(Input records)
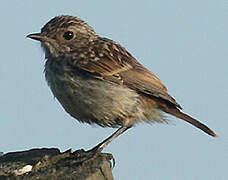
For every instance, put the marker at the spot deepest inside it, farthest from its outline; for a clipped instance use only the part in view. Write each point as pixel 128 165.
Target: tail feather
pixel 189 119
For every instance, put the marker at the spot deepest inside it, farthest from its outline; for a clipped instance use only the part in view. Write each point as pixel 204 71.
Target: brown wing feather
pixel 112 62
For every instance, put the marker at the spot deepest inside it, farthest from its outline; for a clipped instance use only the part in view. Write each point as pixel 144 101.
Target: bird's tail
pixel 176 112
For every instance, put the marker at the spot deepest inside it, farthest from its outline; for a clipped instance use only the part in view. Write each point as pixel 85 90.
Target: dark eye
pixel 68 35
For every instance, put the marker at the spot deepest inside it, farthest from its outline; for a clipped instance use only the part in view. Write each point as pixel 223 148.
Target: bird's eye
pixel 68 35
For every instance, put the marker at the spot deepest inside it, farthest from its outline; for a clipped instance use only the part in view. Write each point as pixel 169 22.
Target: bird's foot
pixel 82 155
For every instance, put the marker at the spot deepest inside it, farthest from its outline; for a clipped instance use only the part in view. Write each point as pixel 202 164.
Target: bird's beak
pixel 37 36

(Aim)
Could you update every row above so that "marker" becomes "dot" wherever it appears, with everything else left as is and the pictures omitted?

(Answer for the task)
For every instance, put the dot at the spot deepest inside it, farthest from its outline; for a clipped instance use only the part in view. Write each point as pixel 128 165.
Target: tail feather
pixel 189 119
For every instance, put the dot at the spot deepest inside it, farthest from its outline; for a clipped instance use only the part in view. Write each point as pixel 204 71.
Target: brown wing feather
pixel 112 62
For every instance, put the dot at the spot deepest inside it, farthest from its outline; for a clipped instance use only the part in view. Write each point as pixel 144 101.
Target: bird's tail
pixel 176 112
For every instance, put the dot at the spot deepest inside it, farthest from its outline; for a clipped instance use only the part in view. Write each point as pixel 85 90.
Target: dark eye
pixel 68 35
For every instance, put the dot at the spot deepest inside it, farthest from its outline; for a clipped instance use only the part in view. Write each point as pixel 223 148.
Target: bird's eye
pixel 68 35
For every instance, put the dot at the spot deepest inside it, farthest from its outline; for a clipped instance use only the part in view. Write each point as pixel 169 22.
Target: bird's foot
pixel 82 155
For every instance, put the dot at the spot deepest inside it, farthest from its outline; for a clipped instance use only the part in view. Write each point as pixel 202 164.
Target: bird's beak
pixel 37 36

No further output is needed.